Rewrite all of the data below with "put a dot on" swapped for "place a point on" everywhere it appears, keeping everything else the same.

#### Task inputs ####

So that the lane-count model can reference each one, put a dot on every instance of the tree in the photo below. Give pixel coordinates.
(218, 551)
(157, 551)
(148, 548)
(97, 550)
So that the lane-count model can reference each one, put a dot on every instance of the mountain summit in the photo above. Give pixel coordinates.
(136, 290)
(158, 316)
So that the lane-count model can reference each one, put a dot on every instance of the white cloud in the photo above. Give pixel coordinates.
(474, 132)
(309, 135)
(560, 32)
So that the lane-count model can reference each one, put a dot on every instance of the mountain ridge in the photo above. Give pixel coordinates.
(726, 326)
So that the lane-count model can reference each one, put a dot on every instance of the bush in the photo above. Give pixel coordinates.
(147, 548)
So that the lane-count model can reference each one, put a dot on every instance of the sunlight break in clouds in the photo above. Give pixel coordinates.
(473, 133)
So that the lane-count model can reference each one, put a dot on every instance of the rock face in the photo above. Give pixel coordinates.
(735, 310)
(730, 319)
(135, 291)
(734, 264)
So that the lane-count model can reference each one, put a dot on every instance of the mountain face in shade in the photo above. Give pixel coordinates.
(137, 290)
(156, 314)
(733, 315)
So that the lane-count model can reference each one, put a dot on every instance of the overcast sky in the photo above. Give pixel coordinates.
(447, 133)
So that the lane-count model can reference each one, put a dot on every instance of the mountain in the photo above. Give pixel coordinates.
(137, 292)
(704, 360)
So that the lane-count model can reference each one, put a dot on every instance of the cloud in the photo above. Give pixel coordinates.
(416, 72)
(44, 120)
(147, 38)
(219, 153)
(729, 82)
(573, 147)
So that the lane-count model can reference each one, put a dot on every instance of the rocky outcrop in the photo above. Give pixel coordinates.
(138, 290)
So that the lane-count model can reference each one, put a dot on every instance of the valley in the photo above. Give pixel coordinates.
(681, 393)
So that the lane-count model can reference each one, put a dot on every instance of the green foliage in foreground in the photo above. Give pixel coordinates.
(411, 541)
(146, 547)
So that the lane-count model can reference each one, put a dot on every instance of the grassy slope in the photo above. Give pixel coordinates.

####

**The reply**:
So that the lane-count model can reference each one, place a point on every instance of the tree in the photo below. Give pixel coordinates.
(218, 551)
(157, 551)
(148, 548)
(97, 550)
So that the lane-count model can reference each one, place a point on every instance of the mountain summit in the photo above. Give pixel coordinates.
(136, 290)
(158, 316)
So that the lane-count model can reference each one, place a point on every instance of the white cloud in the photo above. Give pixel coordinates.
(474, 132)
(309, 135)
(560, 32)
So that the lane-count model can reference each one, place a point on every instance of the mountain ridge in the photo above. Give pixel coordinates.
(726, 326)
So that the lane-count model can reference each one, place a point on every instance of the bush in the photo above. Give pixel coordinates.
(147, 548)
So that the lane-count model can reference each one, place a point on every instance of the sunlight break in clouds in the photo above. Give pixel coordinates.
(473, 133)
So that the lane-count model can reference each one, place a point on every instance of the rock face in the photo above. Give pixel coordinates.
(735, 310)
(730, 319)
(135, 291)
(734, 264)
So that the lane-count model can reference each one, place a point on every instance of the mountain face in shade in the photo above. Give pixel coordinates.
(137, 290)
(156, 314)
(733, 315)
So that the lane-count model can reference each one, place a point on every instance of the overcast sky in the photo above. Give pixel coordinates.
(447, 133)
So that the lane-count model can reference each one, place a point on every instance of the mountain in the photo above. Give pixel coordinates.
(137, 292)
(704, 360)
So that the lane-count model can reference each one, place a point on every instance of the cloud in the photo above. Give pixel coordinates.
(416, 72)
(44, 120)
(147, 38)
(219, 153)
(729, 82)
(573, 147)
So that the lane-count model can reference each one, place a point on every instance of the rocky outcrop in the photo above. Give pixel coordinates.
(138, 290)
So that the lane-count model can reference each one, place a point on every instance of the valley in the photo above. Give pixel coordinates.
(681, 393)
So that the lane-count model can reference each one, place a point on every instance of the green foliage in foreground in the photo above. Give pixel coordinates.
(411, 541)
(146, 547)
So that the lane-count model can reference each one, place a point on every instance of the grassy slope in the photo above. Give pixel coordinates.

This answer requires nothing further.